Recorded information ->
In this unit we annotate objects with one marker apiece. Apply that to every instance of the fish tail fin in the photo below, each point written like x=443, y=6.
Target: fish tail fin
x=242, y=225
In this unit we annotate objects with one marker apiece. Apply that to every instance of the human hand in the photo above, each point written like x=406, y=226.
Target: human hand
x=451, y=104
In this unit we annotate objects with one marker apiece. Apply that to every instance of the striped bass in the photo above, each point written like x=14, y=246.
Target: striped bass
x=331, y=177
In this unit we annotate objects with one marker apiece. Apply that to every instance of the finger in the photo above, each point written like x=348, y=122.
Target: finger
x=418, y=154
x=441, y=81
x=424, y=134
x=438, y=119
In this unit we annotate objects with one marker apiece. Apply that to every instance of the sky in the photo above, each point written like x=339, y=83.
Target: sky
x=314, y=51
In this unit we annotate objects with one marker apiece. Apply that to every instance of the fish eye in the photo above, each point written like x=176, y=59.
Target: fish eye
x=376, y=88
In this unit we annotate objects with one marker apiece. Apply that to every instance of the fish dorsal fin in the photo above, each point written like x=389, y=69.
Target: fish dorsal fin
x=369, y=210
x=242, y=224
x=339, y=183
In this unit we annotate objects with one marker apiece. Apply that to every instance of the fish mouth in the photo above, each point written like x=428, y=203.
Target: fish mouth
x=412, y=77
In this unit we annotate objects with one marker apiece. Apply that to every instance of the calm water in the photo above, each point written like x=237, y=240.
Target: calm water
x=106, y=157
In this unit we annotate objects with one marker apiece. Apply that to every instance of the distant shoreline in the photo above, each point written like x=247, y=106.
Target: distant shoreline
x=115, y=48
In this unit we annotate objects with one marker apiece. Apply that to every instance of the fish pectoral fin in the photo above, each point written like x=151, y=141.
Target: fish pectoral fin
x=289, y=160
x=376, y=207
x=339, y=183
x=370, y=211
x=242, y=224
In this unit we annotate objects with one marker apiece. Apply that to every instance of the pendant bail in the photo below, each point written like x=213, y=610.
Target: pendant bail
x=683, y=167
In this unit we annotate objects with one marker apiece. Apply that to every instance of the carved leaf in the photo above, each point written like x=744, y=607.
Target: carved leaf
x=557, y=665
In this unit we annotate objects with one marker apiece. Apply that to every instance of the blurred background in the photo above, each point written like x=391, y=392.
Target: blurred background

Problem -> The response should be an exact copy of the lines from the one with "like x=151, y=141." through the end of the data, with no other text.

Answer to this problem ->
In this unit we annotate objects with one marker apiece. Apply that to every instance of the fish pectoral fin in the photo above, each point written like x=151, y=141.
Target: fish pectoral fin
x=289, y=160
x=376, y=207
x=339, y=183
x=370, y=211
x=242, y=224
In this unit we annotate objects with one marker apiece. Apply that to every instance of the pendant bail in the photo below, each point written like x=213, y=610.
Target: pendant bail
x=683, y=167
In this unit we annotate objects with one marker apiece. Apply that to every instance of the carved leaf in the photo above, each point written like x=744, y=607.
Target: carved leaf
x=557, y=665
In this unit we annotate objects with one marker apiece. Apply that to every instance of the blurred background in the photo above, each point written like x=391, y=392.
Target: blurred background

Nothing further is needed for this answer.